**EXERCISE GOAL:**
An exact reproduction of the entries is needed. Keep all pictures out of it.

**DATA LISTING:**
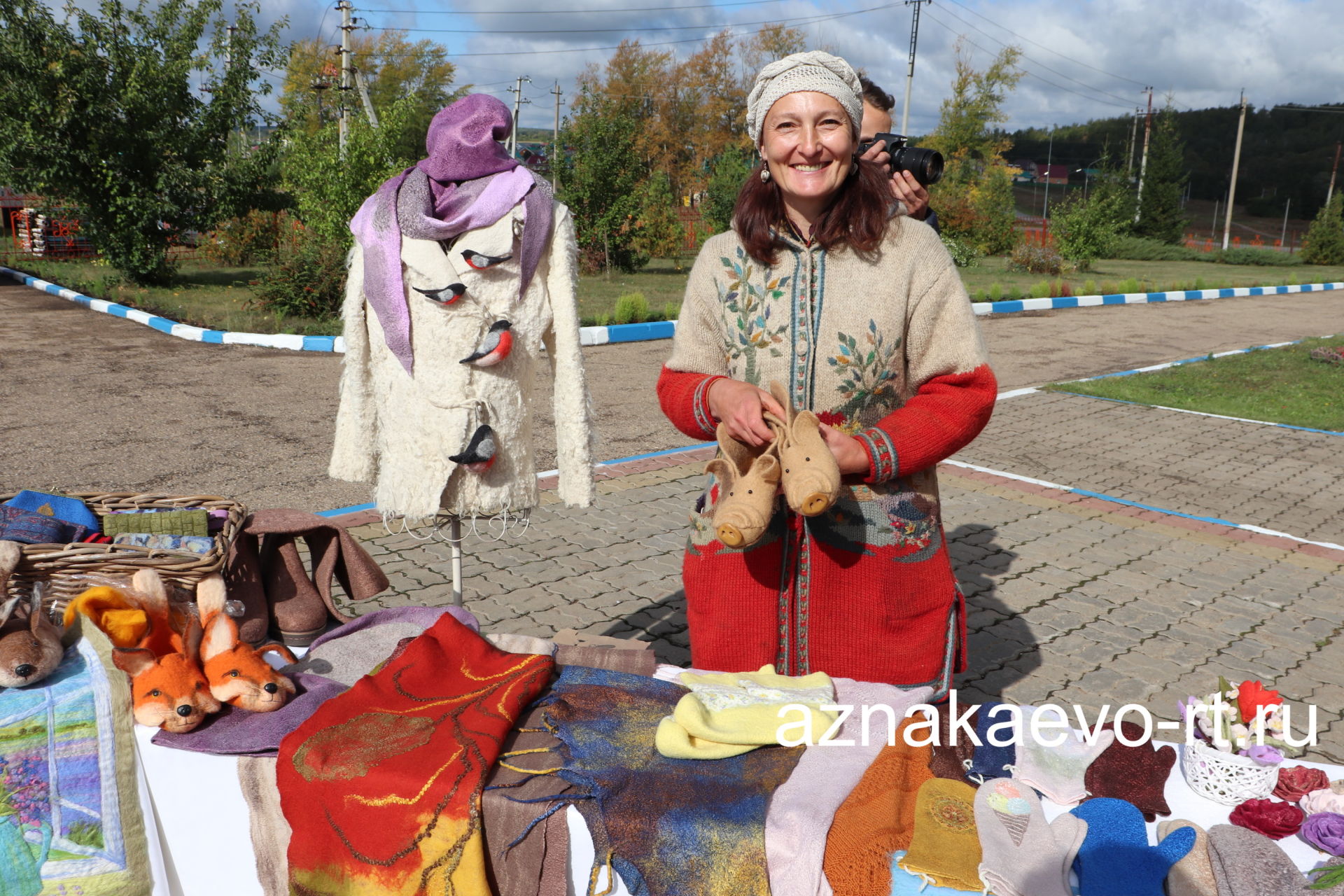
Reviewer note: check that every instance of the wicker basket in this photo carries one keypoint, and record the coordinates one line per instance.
(65, 568)
(1226, 778)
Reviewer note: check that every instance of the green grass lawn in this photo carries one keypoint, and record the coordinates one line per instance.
(1278, 384)
(217, 298)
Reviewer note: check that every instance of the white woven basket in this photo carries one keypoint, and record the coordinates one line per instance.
(1224, 777)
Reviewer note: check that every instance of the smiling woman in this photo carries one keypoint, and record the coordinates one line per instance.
(824, 298)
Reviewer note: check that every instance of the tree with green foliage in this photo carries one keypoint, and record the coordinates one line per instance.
(1160, 214)
(726, 178)
(100, 115)
(1324, 244)
(600, 182)
(974, 197)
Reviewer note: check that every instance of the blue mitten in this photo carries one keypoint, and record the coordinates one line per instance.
(1116, 859)
(990, 761)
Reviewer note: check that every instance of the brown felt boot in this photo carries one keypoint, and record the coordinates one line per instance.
(748, 481)
(809, 470)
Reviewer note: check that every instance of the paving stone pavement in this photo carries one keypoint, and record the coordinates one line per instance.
(1269, 476)
(1070, 599)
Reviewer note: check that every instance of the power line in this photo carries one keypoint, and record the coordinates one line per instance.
(803, 20)
(1044, 48)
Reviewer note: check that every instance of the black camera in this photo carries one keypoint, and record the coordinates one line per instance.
(925, 164)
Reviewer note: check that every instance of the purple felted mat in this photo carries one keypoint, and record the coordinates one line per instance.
(237, 732)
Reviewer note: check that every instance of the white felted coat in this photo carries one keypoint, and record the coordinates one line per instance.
(400, 429)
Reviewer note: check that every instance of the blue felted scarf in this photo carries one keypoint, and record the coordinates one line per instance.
(668, 827)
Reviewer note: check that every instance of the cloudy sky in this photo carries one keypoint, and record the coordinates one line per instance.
(1085, 58)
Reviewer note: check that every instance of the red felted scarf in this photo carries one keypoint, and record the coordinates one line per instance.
(382, 785)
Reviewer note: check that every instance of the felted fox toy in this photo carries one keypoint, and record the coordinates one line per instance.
(167, 687)
(237, 672)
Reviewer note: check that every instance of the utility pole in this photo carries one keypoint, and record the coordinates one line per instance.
(347, 24)
(1133, 139)
(1050, 156)
(1142, 164)
(1329, 191)
(518, 101)
(555, 140)
(1237, 162)
(910, 73)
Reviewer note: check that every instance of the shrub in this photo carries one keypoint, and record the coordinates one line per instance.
(1142, 248)
(305, 280)
(631, 308)
(1037, 260)
(964, 254)
(249, 239)
(1266, 257)
(1324, 244)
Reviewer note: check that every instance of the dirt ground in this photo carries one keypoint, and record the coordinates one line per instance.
(94, 402)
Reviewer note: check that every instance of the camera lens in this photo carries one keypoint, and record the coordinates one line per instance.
(925, 164)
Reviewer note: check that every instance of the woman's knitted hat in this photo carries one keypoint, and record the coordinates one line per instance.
(804, 71)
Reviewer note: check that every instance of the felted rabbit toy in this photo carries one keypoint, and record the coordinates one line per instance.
(167, 687)
(809, 472)
(237, 672)
(748, 481)
(30, 644)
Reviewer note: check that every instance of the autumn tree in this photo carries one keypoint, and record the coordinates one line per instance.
(974, 197)
(391, 69)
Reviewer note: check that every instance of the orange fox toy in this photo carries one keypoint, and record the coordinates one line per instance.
(167, 687)
(237, 672)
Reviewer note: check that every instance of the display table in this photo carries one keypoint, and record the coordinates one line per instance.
(197, 804)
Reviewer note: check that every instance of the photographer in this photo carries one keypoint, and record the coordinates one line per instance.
(876, 118)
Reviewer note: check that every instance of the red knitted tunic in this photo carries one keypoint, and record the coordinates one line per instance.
(888, 349)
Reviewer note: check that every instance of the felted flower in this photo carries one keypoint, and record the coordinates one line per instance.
(1262, 755)
(1266, 817)
(1327, 799)
(1326, 832)
(1252, 696)
(1296, 782)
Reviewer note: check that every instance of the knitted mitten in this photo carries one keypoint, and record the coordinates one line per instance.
(951, 761)
(906, 884)
(1058, 771)
(876, 818)
(945, 846)
(1194, 875)
(1133, 774)
(1022, 855)
(1116, 859)
(1247, 864)
(991, 761)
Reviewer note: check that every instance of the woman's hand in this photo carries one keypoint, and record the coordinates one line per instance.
(739, 406)
(847, 450)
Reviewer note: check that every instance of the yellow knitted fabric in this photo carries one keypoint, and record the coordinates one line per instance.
(875, 820)
(732, 713)
(945, 846)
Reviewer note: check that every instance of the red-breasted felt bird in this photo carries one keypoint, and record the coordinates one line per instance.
(479, 261)
(445, 296)
(480, 451)
(493, 348)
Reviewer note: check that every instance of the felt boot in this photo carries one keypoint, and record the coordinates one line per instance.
(811, 475)
(748, 481)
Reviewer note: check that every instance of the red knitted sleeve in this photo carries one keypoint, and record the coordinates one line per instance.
(941, 418)
(685, 400)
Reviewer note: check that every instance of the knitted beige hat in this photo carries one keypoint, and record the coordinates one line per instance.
(804, 71)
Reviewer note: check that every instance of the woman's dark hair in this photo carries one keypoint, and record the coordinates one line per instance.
(857, 218)
(875, 96)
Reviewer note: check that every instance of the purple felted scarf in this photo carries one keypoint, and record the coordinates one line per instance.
(467, 182)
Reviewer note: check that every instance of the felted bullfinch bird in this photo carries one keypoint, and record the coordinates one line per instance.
(480, 451)
(493, 348)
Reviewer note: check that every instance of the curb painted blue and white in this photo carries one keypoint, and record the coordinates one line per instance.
(622, 332)
(1016, 305)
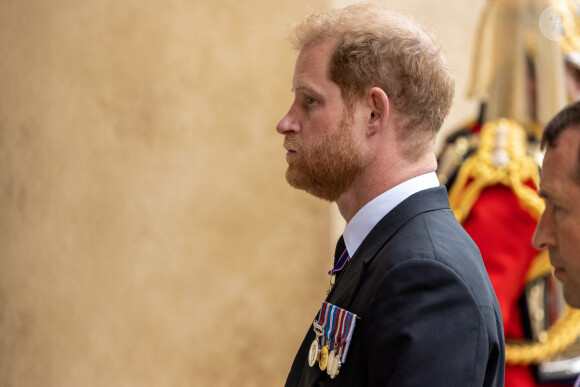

**EXERCISE RESPONSE:**
Reviewer note: check that every instance of the wicker basket in this photo carries one keypoint, and record the coordinates one line per instance.
(65, 568)
(1226, 778)
Reviewer note: check that every instance of the green grass lawn in this photo carries one keypoint, and record the coordinates one line per instance.
(1278, 384)
(217, 298)
Reviewer note: check that every instance of the white woven basket in this photo carries one keypoint, and record the coordinates one line per instance.
(1224, 777)
Reviewer note: check that every instance of the smiling woman in this photo carries one keypoint, and record the coordinates one line per instance.
(824, 298)
Reviewer note: check that every instance of the tree with green foliage in this photo carries one keypoint, and record the coordinates one line per instance.
(1160, 214)
(726, 178)
(100, 115)
(1324, 244)
(600, 182)
(974, 197)
Reviewer note: check that every instance of the blue mitten in this photo carries one keypoint, and record the coordinates one line per instance.
(1116, 859)
(990, 761)
Reviewer note: check that every instance of the brown felt boot in this photo carries one keypoint, and record the coordinates one line per instance.
(748, 481)
(809, 470)
Reviewer note: check that every instance of the paving stone pavement in this photo carries one keypoint, and record the coordinates one line per instance.
(1269, 476)
(1070, 599)
Reviewer note: check that every instance of the power line in this photo carries one keypoint, and record the coordinates one line per instance.
(803, 20)
(1044, 48)
Reviewer note: check that every instance of the black camera in this photo carries one keypoint, and record the coordinates one line per instance.
(925, 164)
Reviewer note: check that every instance of the purple felted mat in this photo carries one keypoint, and record the coordinates one line per instance.
(237, 732)
Reviewer note: check that every instance of the white felted coat in this photo carries one keypoint, and record the coordinates one line per instance.
(400, 429)
Reviewer note: check that every instance of the blue felted scarf in this photo carries one keypoint, and record the coordinates one line per instance.
(668, 827)
Reviewer note: check that every instance of the cloudy sky in this photo carries one keypoint, and record the coordinates one line per instance.
(1085, 58)
Reviewer note: check that every instance of the red felted scarf in this photo carries one keypoint, and record the coordinates one line per instance.
(382, 785)
Reviewer note: check that every instance of the felted fox toy in this photo carries one keypoint, and record the coordinates one line per instance.
(167, 687)
(237, 672)
Reviewer note: check that every instance of the utility pole in this photo carries one keypoint, and record the coordinates one line per instance.
(347, 24)
(1133, 139)
(1050, 156)
(1142, 164)
(1329, 191)
(518, 101)
(555, 140)
(1237, 162)
(910, 73)
Reviewer note: check that every instance of the shrub in this photo carries one keypoint, and record the coordinates one line per instance.
(1142, 248)
(305, 280)
(631, 308)
(1037, 260)
(964, 254)
(249, 239)
(1266, 257)
(1324, 244)
Reviewer note: check that every instance of the dirt ground in this photo carries one keypoint, and record the coordinates one line per instance.
(94, 402)
Reviewer note: check that every instance of the camera lens in this photo carries one keypoint, and record the coordinates one line per instance.
(925, 164)
Reviewer note: check that every instance of the woman's knitted hat in this photo carries one keypoint, and record the coordinates one line per instance.
(804, 71)
Reviewer note: check that every instance of the felted rabbit toy in this photo carries one keypoint, and record the coordinates one line per instance.
(167, 687)
(809, 472)
(237, 672)
(748, 481)
(30, 644)
Reviewer note: check that every instance of the autumn tree in this photo carries one keypoint, and record the coordinates one line per instance.
(974, 197)
(391, 69)
Reviewer note: check that every instance of the orange fox toy in this photo carries one keypoint, and record the coordinates one line per instance.
(167, 687)
(237, 672)
Reviewer note: check that every instance of the display table in this photo carries one keypoint, and record the coordinates one line per instance.
(197, 804)
Reviewer note: check that every instance of the photographer in this photo carries one keypoint, and record the coordinates one line per instance.
(876, 118)
Reviewer note: check that every instance of the red knitted tunic in this photo carries one keypoint, and record the coordinates one line per instance.
(888, 349)
Reviewer note: check that every instance of the felted flower in this photo carries one keypoint, and record the coordinates one line per instance.
(1262, 755)
(1266, 817)
(1327, 799)
(1326, 832)
(1252, 696)
(1296, 782)
Reviewer note: check that every instance of the knitted mitten in this photo carries one keypoint, and record the coordinates one line per instance.
(951, 761)
(906, 884)
(1058, 771)
(876, 818)
(945, 846)
(1194, 875)
(1133, 774)
(1022, 855)
(1116, 859)
(1247, 864)
(991, 761)
Reviewer note: check that every instance of the woman's hand in this photo carries one keypoint, and record the coordinates one line per instance.
(739, 406)
(847, 450)
Reviewer note: check that every instance of the yellow knitted fabric in this photo carries one keypoint, and record the coordinates one line per instance.
(875, 820)
(732, 713)
(945, 846)
Reviewer note: check that every instance of the red-breasted felt bird in this photo carries one keypoint, and record the coordinates one line per instance.
(479, 261)
(445, 296)
(480, 451)
(493, 348)
Reviewer note: check that every instance of the felt boot in this photo carries one keypoint, and record the coordinates one line per instance.
(811, 475)
(748, 481)
Reviewer note: check that every instance of the red knitted sleeve in this photo carries one keypoint, and record the coordinates one line per instance.
(941, 418)
(685, 400)
Reviewer note: check that every instance of the knitted beige hat in this photo carries one keypoint, and record the coordinates one line per instance.
(804, 71)
Reviewer note: check that every instance of the woman's dark hair in this photo carries one keypoint, and record the coordinates one line per instance.
(857, 218)
(875, 96)
Reviewer note: check that every instance of the purple felted scarf in this photo carries one keypoint, and record the coordinates one line per instance.
(467, 182)
Reviewer note: check that every instance of the felted bullfinch bird in this photo carries one keypoint, and record the coordinates one line per instance.
(480, 451)
(493, 348)
Reviewer note: check that every instance of the curb painted blue and white in this photo carries one keypoint, and record the coordinates one line per instance.
(622, 332)
(1016, 305)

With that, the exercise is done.